*Instructions to follow*
Your answer should be the full set of records, printed exactly as they stand.

Data to use Block Start

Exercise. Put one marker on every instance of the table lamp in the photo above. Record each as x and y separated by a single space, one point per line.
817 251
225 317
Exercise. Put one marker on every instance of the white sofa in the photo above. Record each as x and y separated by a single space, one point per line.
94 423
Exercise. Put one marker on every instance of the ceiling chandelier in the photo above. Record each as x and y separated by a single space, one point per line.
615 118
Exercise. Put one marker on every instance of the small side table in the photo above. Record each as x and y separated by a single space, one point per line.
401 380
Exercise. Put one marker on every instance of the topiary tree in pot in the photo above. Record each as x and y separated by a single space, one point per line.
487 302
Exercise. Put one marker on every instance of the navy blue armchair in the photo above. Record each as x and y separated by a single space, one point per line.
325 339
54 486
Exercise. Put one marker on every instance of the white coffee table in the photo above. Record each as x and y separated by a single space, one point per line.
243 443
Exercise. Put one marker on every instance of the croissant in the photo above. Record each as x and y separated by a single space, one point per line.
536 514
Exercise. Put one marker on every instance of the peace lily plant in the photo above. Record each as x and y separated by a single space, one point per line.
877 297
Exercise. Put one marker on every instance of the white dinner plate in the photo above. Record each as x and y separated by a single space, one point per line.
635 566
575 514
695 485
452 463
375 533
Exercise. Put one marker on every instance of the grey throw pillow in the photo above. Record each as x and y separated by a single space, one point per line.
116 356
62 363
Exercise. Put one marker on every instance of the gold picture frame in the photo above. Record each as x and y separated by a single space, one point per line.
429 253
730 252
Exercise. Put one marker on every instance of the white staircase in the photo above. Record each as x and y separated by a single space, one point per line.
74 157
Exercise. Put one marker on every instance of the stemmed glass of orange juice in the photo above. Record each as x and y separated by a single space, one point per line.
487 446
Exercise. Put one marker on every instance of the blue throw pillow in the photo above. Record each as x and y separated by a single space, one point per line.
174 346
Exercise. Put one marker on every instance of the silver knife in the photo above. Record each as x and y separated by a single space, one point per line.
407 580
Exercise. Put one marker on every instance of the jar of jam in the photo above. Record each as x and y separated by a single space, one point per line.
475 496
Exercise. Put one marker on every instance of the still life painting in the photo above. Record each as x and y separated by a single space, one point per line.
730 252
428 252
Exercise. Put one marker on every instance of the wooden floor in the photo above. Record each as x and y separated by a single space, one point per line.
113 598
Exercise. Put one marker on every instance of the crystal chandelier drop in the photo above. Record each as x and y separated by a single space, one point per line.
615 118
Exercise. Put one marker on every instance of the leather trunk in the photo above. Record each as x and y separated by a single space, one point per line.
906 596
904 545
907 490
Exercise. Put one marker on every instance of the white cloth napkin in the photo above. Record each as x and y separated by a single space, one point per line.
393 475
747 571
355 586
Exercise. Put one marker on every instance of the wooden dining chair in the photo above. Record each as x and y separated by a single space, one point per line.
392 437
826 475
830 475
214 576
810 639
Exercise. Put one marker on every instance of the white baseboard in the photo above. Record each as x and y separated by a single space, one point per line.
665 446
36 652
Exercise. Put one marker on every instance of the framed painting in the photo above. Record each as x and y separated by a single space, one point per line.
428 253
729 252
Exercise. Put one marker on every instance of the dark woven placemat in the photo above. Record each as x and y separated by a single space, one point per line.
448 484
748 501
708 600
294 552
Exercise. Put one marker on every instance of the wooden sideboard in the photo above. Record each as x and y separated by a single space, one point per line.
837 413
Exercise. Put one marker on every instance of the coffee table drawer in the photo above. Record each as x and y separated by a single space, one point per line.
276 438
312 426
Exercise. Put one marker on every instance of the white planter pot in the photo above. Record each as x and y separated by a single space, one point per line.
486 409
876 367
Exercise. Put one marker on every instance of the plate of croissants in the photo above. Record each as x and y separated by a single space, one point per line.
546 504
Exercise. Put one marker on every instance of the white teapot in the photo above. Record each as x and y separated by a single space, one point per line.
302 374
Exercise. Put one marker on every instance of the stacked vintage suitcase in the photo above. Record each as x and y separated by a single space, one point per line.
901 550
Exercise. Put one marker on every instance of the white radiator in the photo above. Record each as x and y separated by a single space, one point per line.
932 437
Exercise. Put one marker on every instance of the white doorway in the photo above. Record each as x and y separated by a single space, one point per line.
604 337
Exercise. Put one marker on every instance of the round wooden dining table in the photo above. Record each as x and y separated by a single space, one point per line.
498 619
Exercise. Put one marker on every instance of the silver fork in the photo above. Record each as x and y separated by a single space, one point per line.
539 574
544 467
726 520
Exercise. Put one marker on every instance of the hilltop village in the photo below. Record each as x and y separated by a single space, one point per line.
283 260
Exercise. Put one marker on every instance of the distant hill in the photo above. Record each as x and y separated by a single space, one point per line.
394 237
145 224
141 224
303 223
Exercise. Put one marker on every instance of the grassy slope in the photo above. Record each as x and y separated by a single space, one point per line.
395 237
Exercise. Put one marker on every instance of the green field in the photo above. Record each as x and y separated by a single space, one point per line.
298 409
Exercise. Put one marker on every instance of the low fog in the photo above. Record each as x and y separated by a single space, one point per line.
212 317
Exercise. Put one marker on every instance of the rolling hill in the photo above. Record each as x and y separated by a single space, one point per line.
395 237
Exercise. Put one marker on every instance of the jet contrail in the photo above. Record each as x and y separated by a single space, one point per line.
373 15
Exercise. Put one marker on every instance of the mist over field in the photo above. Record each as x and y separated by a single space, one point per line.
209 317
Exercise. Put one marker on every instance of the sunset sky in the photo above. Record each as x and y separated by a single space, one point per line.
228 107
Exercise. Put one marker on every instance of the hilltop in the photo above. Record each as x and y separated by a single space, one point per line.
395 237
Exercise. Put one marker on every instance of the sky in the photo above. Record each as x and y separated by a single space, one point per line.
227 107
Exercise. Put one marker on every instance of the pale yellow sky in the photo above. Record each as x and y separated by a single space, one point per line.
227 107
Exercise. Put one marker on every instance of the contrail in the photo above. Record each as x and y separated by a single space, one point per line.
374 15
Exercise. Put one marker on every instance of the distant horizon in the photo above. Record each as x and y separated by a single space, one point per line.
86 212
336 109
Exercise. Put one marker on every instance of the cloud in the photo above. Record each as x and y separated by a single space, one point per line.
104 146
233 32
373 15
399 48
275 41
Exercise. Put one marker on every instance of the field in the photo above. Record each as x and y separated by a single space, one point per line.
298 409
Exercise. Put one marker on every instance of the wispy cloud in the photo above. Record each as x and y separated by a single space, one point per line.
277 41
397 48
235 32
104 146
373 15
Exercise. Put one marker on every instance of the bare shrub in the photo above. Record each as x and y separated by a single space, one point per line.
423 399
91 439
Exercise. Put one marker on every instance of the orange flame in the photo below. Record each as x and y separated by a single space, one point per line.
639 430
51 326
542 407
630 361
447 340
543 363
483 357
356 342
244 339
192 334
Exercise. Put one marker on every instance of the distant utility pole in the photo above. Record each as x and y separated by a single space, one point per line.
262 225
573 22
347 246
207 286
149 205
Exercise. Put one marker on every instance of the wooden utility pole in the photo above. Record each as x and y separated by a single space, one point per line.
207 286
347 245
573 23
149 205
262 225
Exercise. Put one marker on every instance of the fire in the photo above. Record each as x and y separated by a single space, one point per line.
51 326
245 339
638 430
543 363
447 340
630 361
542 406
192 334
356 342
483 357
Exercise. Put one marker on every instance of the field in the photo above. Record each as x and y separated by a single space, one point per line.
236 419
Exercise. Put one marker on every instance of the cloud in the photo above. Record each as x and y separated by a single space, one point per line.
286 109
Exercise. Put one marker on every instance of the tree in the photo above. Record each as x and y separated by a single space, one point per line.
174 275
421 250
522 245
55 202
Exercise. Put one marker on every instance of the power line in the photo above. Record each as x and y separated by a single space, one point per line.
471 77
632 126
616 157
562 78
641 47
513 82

Data to use Block End

*Exercise answer*
Exercise. Put one marker on every instance of the table lamp in the photo above. Record each as x and y separated by a single space, one point per line.
817 251
225 317
Exercise. Put one marker on every instance of the white sofa in the photo above. Record each as x and y separated by a single space, one point per line.
94 423
Exercise. Put one marker on every instance of the ceiling chandelier in the photo above. Record each as x and y separated by a single space, one point per line.
615 118
Exercise. Put one marker on every instance of the small side table in the photo above. Record each as x and y separated by a single space, one point per line.
401 380
Exercise. Put one marker on every instance of the topiary tree in pot in the photo above. Record each as x and y separated by a single space, one point per line.
487 302
Exercise. Put one marker on every instance of the navy blue armchair in the photo above. Record each as x and y separated by a single space, one point per line.
325 339
54 486
Exercise. Put one marker on every instance of the white coffee table in the photo above. Record each as x and y separated by a single space, one point per line.
243 443
Exercise. Put one marker on every instance of the croissant in the photo above. Record each as x and y separated by a single space, one point per line.
536 514
Exercise. Put one marker on every instance of the peace lily plant in the photo above. Record each as x and y separated by a single space, one point per line.
877 297
Exercise. Put one marker on every instance of the white dinner plate in the photo above. Record each as x and y separated by a single space, one point per line.
635 566
575 514
695 485
452 463
375 533
Exercise. Put one marker on every instance of the grey throw pillow in the photo above. Record each as x and y separated by a single space, one point per line.
116 356
62 363
Exercise. Put one marker on every instance of the gold picture frame in the photo above. Record each as x and y separated by a single space, one point per line.
429 253
730 252
Exercise. Put one marker on every instance of the white staircase in the photo above. Record each as x and y separated by a single space, one point per line.
74 157
Exercise. Put one marker on every instance of the stemmed glass of orange juice in the photo above. Record each as x and y separated by a single space, one point per line.
487 446
Exercise. Put one marker on every instance of the blue throw pillow in the photo above. Record each as x and y separated by a single space, one point per line.
174 346
Exercise. Put one marker on every instance of the silver knife in the photo above. Record each as x and y separated by a single space, one point per line.
407 580
Exercise. Put one marker on every instance of the jar of jam in the photo above. Record each as x and y separated by a single space, one point per line.
475 496
Exercise. Put one marker on every instance of the still life painting in the photo above. Record each as x and y separated by a single space, one point per line.
730 252
428 252
Exercise. Put one marker on every instance of the wooden floor in the photo above. Record each as x and y separated by a single space, one point per line.
113 598
Exercise. Put one marker on every instance of the crystal chandelier drop in the photo above. Record each as x and y separated by a single space, one point per line.
615 118
Exercise. Put one marker on every instance of the leather trunk in the photo above. Record each as x and y separated by a single space, one point per line.
906 596
904 545
907 490
Exercise. Put one marker on every instance of the white cloth napkin in the photo above. Record each as x and y separated by a single space, one point per line.
393 475
747 571
355 586
Exercise. Put one marker on every instance of the wooden dining chair in the photo above. Record each as x and y separated by a single space, one point per line.
392 437
826 475
830 475
214 576
810 639
Exercise. Put one marker on every instance of the white baseboard in the photo above. Record each as x and y separated by a single space, one point per line.
665 446
36 652
Exercise. Put one marker on every instance of the framed painting in the photo above. Record each as x and y separated by a single space, one point per line.
428 253
729 252
Exercise. Put one marker on every instance of the dark woven placemat in the photo above. Record each as x and y separated by a single space, one point per line.
448 484
748 501
708 600
294 552
Exercise. Put one marker on every instance of the wooden sideboard in the photo above. Record each as x and y separated by a single space, one point per line.
837 413
Exercise. Put one marker on every instance of the coffee table drawer in the photo above. Record each as x and y separated by a single space, one point per line.
276 438
312 426
Exercise. Put one marker on every instance of the white planter pot in the photo above. Record each as x and y separated by a single space, one point per line.
486 409
876 367
Exercise. Put one marker on every instance of the plate of croissants in the photo above. Record each as x and y separated by a single space, one point per line.
546 504
Exercise. Put one marker on every instance of the white teapot in the photo above. Record each as x and y separated by a single space, one point per line.
302 374
Exercise. Put one marker on every instance of the stacked vintage suitcase in the photo above. Record each as x and y separated by a single space, one point per line.
901 550
Exercise. Put one marker on every instance of the white radiator in the photo above. Record each as x and y separated by a single space, one point per line.
932 437
Exercise. Put one marker on every instance of the white doorway in the photo above. Record each as x and y separated by a single space, one point per line.
604 337
Exercise. Put one marker on every instance of the round wooden dining table in the photo above. Record each as x and y separated by a single space, one point per line.
498 619
Exercise. Put one marker on every instance of the silver fork in the photo above. Record each as x and y separated by a single space, one point per line.
539 574
544 467
726 520
Exercise. Put one marker on every instance of the hilltop village in the photo below. Record each as x and y separated by a single space, one point per line.
283 260
Exercise. Put one marker on every instance of the distant hill in the photo above. Record each as x and y separated by a single space, one point per line.
394 237
145 224
141 224
303 223
Exercise. Put one marker on every instance of the grassy slope in the photo above. Record each as x and y separated by a single space, one point per line.
395 237
Exercise. Put one marker on every instance of the green field in the photo above. Record each as x and y separated by a single space, one point per line.
298 409
Exercise. Put one marker on every instance of the low fog in the photo above. Record each as x and y separated by a single space, one point per line.
212 317
Exercise. Put one marker on every instance of the rolling hill in the photo above. Record each as x and y separated by a single space, one point per line.
395 237
Exercise. Put one marker on every instance of the jet contrail in the photo above. Record each as x and y separated by a single space, one point per line.
373 15
Exercise. Put one marker on every instance of the mist over field in the photo above. Record each as x and y separated by a single space, one point per line.
209 317
Exercise. Put one marker on every instance of the sunset sky in the photo above. Record each as x and y separated by a single space, one point per line.
228 107
Exercise. Put one marker on every instance of the hilltop in the photo above. Record each as x and y separated by a single space, one point per line.
395 237
Exercise. Put one marker on every instance of the sky in the photo above. Record each as x and y separated by a single space, one point per line.
227 107
Exercise. Put one marker on every instance of the pale yellow sky in the photo above. Record each as x and y separated by a single space, one point per line.
227 107
Exercise. Put one marker on every instance of the contrail in the photo above. Record each as x and y separated by a single space, one point per line.
374 15
Exercise. Put one marker on every instance of the distant horizon in the photo above. Record each as x and y separated by a single space, one point per line.
86 212
336 109
Exercise. Put one marker on every instance of the cloud in the photo above. Record each as x and y separated by a single space, one point per line.
104 146
233 32
373 15
399 48
275 41
Exercise. Put one marker on every instance of the field in the photo above. Record each as x and y separated by a single space, one point per line.
298 409
Exercise. Put one marker on every instance of the wispy cloud in the photo above. Record each as x and y separated by a single space, one point per line.
277 41
397 48
235 32
104 146
373 15
Exercise. Put one marker on every instance of the bare shrub in the photo above. Record each as x and y separated by a single space, one point per line.
423 399
91 439
Exercise. Put one marker on every instance of the orange flame in the photo below. Record each as x and y separated by a single space, one point per line.
639 430
51 326
542 407
630 361
447 340
543 363
483 357
356 342
244 339
192 334
Exercise. Put one marker on every instance of the distant utility pole in the photo above. Record each as x and y separated by a single space, one point per line.
262 225
573 22
347 246
207 286
149 205
Exercise. Put one marker on every instance of the wooden utility pole in the photo above. Record each as x and y separated by a single space, one point per line.
207 286
347 245
573 23
149 205
262 225
Exercise. Put one marker on every instance of the fire in the photo above. Record each as x and y separated by a single space, one point per line.
51 326
245 339
638 430
543 363
447 340
630 361
542 406
192 334
356 342
483 357
Exercise. Put one marker on every instance of the field in the photo above. Record each as x and y separated by a single space, one point per line.
236 419
Exercise. Put one marker on every instance of the cloud in the photo above. Record each as x and y separated by a single space, one point per line.
286 109
Exercise. Put one marker on every instance of the tree in the photo above. Record each as x and y separated by a single space, one point per line.
174 275
421 250
522 245
55 202
Exercise. Put one marker on every instance of the power line in the photo above. Record each as x and y separated by a single space, one point per line.
471 77
632 126
616 157
562 78
641 47
513 82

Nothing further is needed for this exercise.